» Set task: Repeat the records below exactly, leaving out any pictures.

» Provided records:
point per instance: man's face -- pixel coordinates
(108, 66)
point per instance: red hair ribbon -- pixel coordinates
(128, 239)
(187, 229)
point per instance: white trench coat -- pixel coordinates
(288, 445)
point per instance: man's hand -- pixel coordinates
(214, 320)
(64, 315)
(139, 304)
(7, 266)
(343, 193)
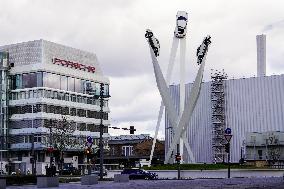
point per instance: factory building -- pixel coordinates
(251, 105)
(44, 83)
(245, 105)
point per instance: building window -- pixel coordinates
(71, 84)
(73, 111)
(81, 126)
(78, 86)
(64, 83)
(29, 80)
(127, 150)
(39, 79)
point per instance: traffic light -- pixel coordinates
(88, 151)
(32, 160)
(227, 147)
(178, 157)
(132, 130)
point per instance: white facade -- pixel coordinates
(48, 81)
(261, 55)
(252, 105)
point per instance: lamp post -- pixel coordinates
(228, 137)
(101, 130)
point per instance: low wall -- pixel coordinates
(223, 173)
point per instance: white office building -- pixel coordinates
(43, 81)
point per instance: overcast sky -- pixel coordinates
(114, 31)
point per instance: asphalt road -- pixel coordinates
(239, 183)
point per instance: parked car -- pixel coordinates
(181, 24)
(139, 174)
(69, 171)
(154, 42)
(96, 171)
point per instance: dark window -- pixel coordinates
(16, 81)
(51, 80)
(105, 129)
(58, 110)
(65, 111)
(73, 98)
(81, 113)
(64, 83)
(81, 126)
(29, 80)
(73, 112)
(71, 84)
(39, 79)
(91, 127)
(78, 86)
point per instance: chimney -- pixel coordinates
(261, 55)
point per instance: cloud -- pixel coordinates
(269, 27)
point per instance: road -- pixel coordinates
(239, 183)
(222, 173)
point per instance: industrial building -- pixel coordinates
(245, 105)
(43, 83)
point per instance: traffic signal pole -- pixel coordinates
(178, 161)
(229, 165)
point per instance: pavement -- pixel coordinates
(238, 183)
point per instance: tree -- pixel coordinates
(62, 138)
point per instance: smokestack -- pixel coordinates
(261, 55)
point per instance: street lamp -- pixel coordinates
(101, 96)
(228, 137)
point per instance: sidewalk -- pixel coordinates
(239, 183)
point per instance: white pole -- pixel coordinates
(182, 86)
(168, 78)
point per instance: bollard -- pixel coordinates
(2, 183)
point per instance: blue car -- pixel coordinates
(139, 174)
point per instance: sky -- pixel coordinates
(114, 30)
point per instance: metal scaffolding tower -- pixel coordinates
(4, 68)
(218, 114)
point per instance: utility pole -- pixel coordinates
(101, 130)
(33, 155)
(178, 158)
(228, 137)
(50, 143)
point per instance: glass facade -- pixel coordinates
(55, 81)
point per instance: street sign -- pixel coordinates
(228, 137)
(89, 139)
(228, 131)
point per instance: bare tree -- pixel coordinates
(62, 138)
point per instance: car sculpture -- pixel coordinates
(154, 42)
(202, 49)
(181, 24)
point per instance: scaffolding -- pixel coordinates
(4, 68)
(218, 114)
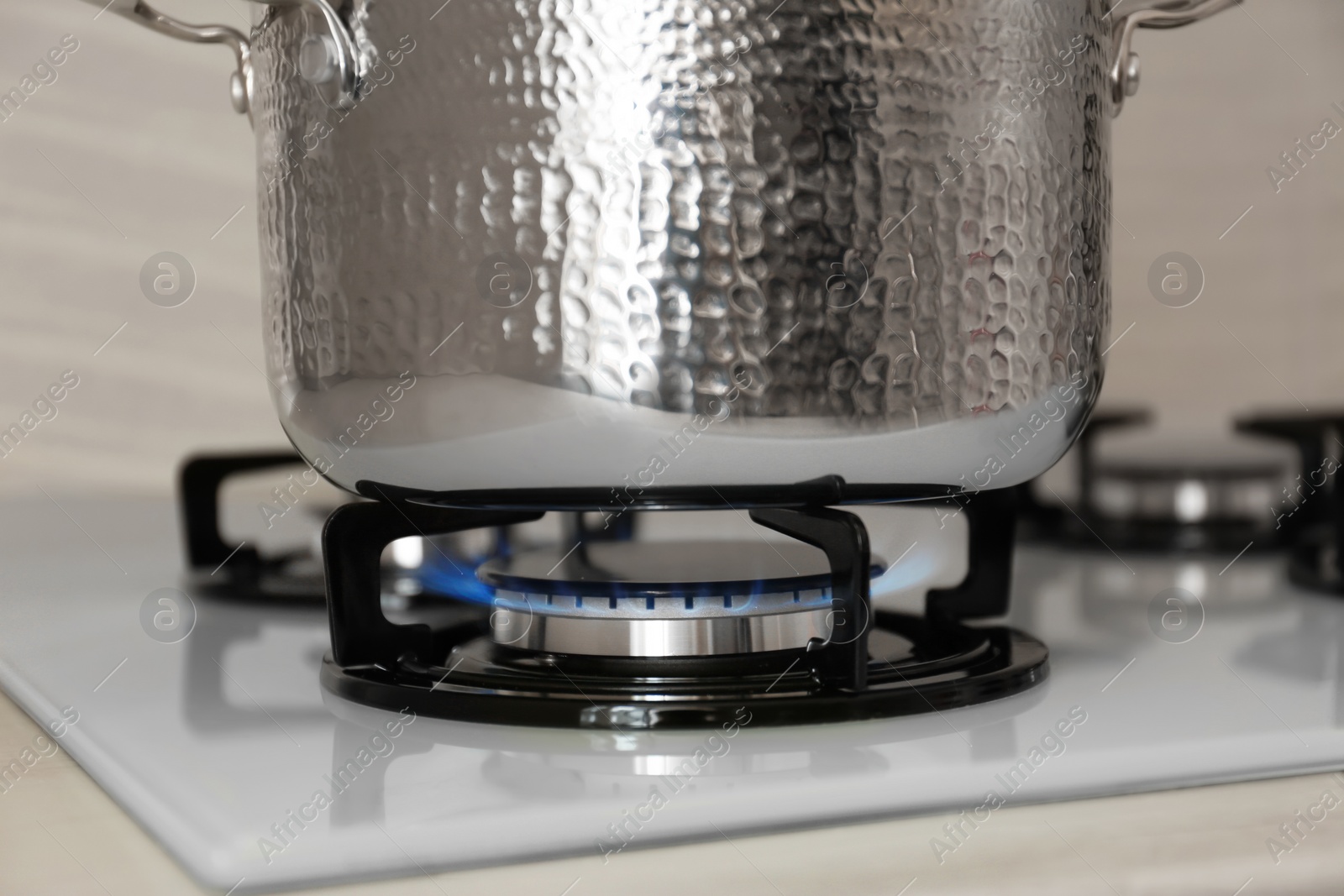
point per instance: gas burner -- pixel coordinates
(632, 600)
(1164, 496)
(613, 636)
(1310, 511)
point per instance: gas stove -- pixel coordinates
(538, 674)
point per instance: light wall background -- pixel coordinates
(134, 150)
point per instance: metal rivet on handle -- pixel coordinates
(1132, 76)
(318, 60)
(239, 92)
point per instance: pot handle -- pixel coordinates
(1124, 70)
(336, 54)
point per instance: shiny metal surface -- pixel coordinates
(859, 239)
(669, 637)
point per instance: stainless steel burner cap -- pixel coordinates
(662, 600)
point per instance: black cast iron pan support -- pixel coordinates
(1315, 526)
(198, 497)
(991, 523)
(842, 661)
(353, 546)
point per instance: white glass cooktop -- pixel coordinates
(225, 748)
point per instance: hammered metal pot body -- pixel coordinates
(665, 242)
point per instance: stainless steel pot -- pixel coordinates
(685, 242)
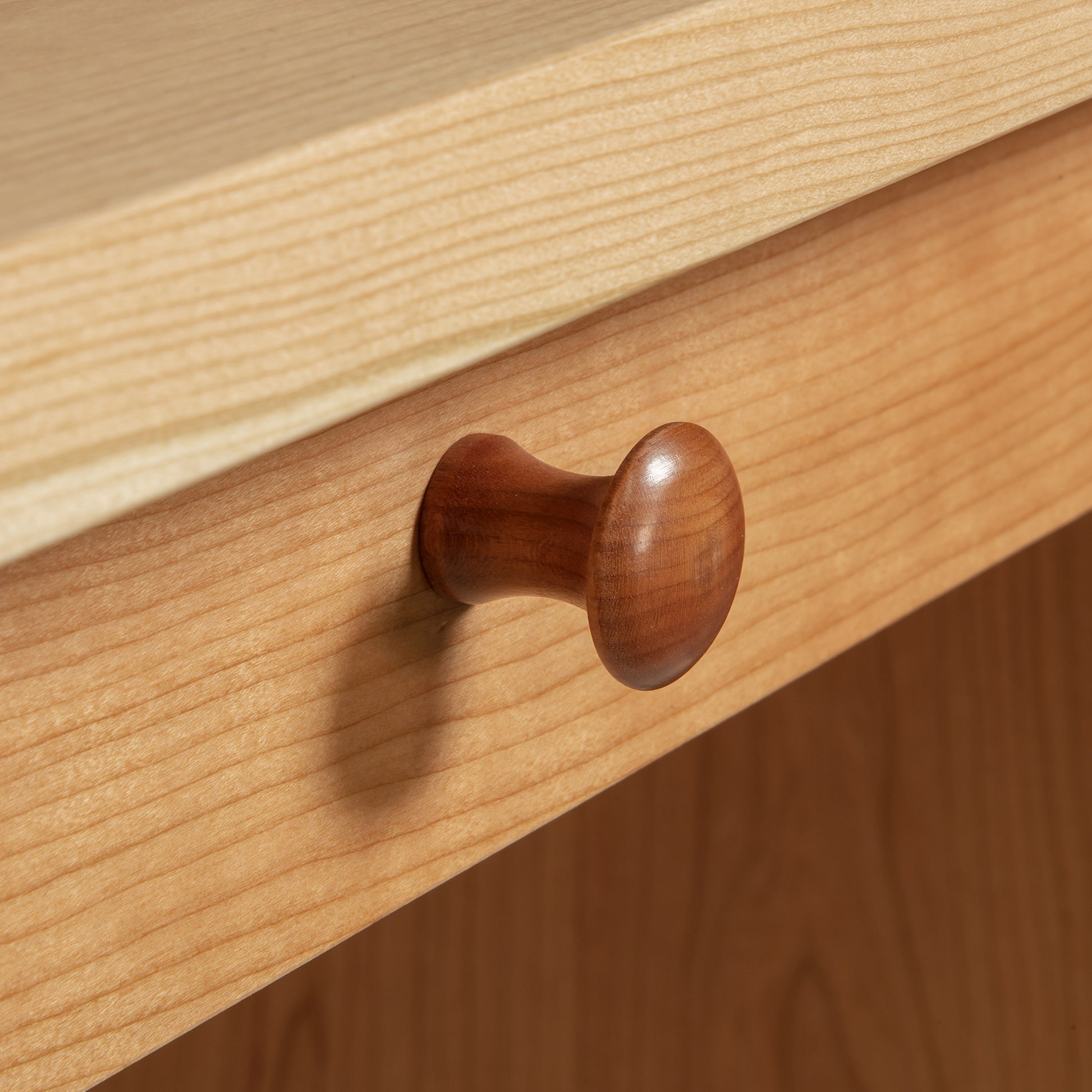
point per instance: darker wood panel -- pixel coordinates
(879, 878)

» Completed exercise:
point per instance: man's face -- pixel coordinates
(108, 66)
point per instance: red hair ribbon -- pixel coordinates
(128, 239)
(187, 229)
point per instance: white trench coat -- pixel coordinates
(288, 445)
point per instance: man's hand -- pixel coordinates
(214, 320)
(64, 315)
(139, 304)
(7, 266)
(343, 193)
point per instance: factory building -- pixel coordinates
(251, 105)
(44, 83)
(245, 105)
point per instance: building window -- pixel coordinates
(71, 84)
(73, 111)
(81, 126)
(78, 86)
(64, 83)
(29, 80)
(127, 150)
(39, 79)
point per instance: traffic light -- pixel coordinates
(88, 151)
(32, 160)
(227, 147)
(178, 157)
(132, 130)
point per instance: white facade -- pixel coordinates
(48, 81)
(261, 55)
(252, 105)
point per instance: lamp post -- pixel coordinates
(228, 137)
(101, 130)
point per instance: low wall -- pixel coordinates
(223, 173)
point per instance: white office building -- pixel coordinates
(43, 81)
point per instance: overcast sky -- pixel coordinates
(114, 31)
point per instance: asphalt road -- pixel coordinates
(239, 183)
point per instance: parked car -- pixel coordinates
(181, 24)
(139, 174)
(69, 171)
(154, 42)
(96, 171)
point per instance: dark window -- pixel coordinates
(16, 81)
(51, 80)
(105, 129)
(58, 110)
(65, 111)
(73, 98)
(81, 113)
(64, 83)
(81, 126)
(29, 80)
(73, 112)
(71, 84)
(39, 79)
(91, 127)
(78, 86)
point per instance: chimney -- pixel coordinates
(261, 55)
point per instance: cloud -- pixel coordinates
(269, 27)
point per instance: road -- pixel coordinates
(239, 183)
(222, 173)
point per instance: industrial building -- pixel coordinates
(245, 105)
(43, 83)
point per instance: traffic signal pole -- pixel coordinates
(178, 161)
(229, 165)
point per instance: pavement -- pixel coordinates
(238, 183)
point per instance: tree -- pixel coordinates
(62, 138)
point per instance: smokestack -- pixel coordinates
(261, 55)
point per instance: street lamp -- pixel coordinates
(101, 96)
(228, 137)
point per instance: sidewalk -- pixel coordinates
(239, 183)
point per instance: white pole -- pixel coordinates
(182, 86)
(168, 78)
point per instance: bollard -- pixel coordinates
(2, 183)
point per instance: blue car -- pixel coordinates
(139, 174)
point per instance: sky -- pixel coordinates
(114, 30)
point per instance: metal scaffolding tower -- pixel coordinates
(4, 68)
(218, 114)
point per instance: utility pole -- pixel coordinates
(101, 130)
(33, 155)
(178, 158)
(228, 137)
(50, 143)
point per instance: glass facade -- pixel coordinates
(55, 81)
point per instance: street sign -- pixel coordinates
(228, 137)
(89, 139)
(228, 131)
point per instance: bare tree -- pixel coordinates
(62, 138)
point per instance: car sculpture -- pixel coordinates
(154, 42)
(202, 49)
(181, 24)
point per instance: scaffolding -- pixel coordinates
(4, 68)
(218, 114)
point per instance: gas burner -- pixel coordinates
(632, 600)
(1164, 496)
(613, 636)
(1310, 511)
point per instance: gas stove -- pixel coordinates
(538, 674)
point per instance: light wall background -- pixel coordinates
(134, 150)
point per instance: metal rivet on handle -- pixel coordinates
(1132, 76)
(318, 60)
(239, 92)
point per instance: pot handle -- pixel coordinates
(1124, 70)
(336, 54)
point per instance: shiny metal surface -- pixel coordinates
(859, 239)
(669, 637)
point per instance: stainless steel burner cap -- pixel coordinates
(662, 600)
point per instance: black cast iron pan support -- pixel coordinates
(1315, 526)
(198, 497)
(991, 523)
(842, 661)
(353, 546)
point per instance: white glass cooktop -- pixel coordinates
(225, 748)
point per instance: hammered metal pot body -- pixel coordinates
(665, 242)
point per instance: stainless steel pot -- pixel coordinates
(685, 242)
point per instance: darker wood panel -- pixel coordinates
(879, 878)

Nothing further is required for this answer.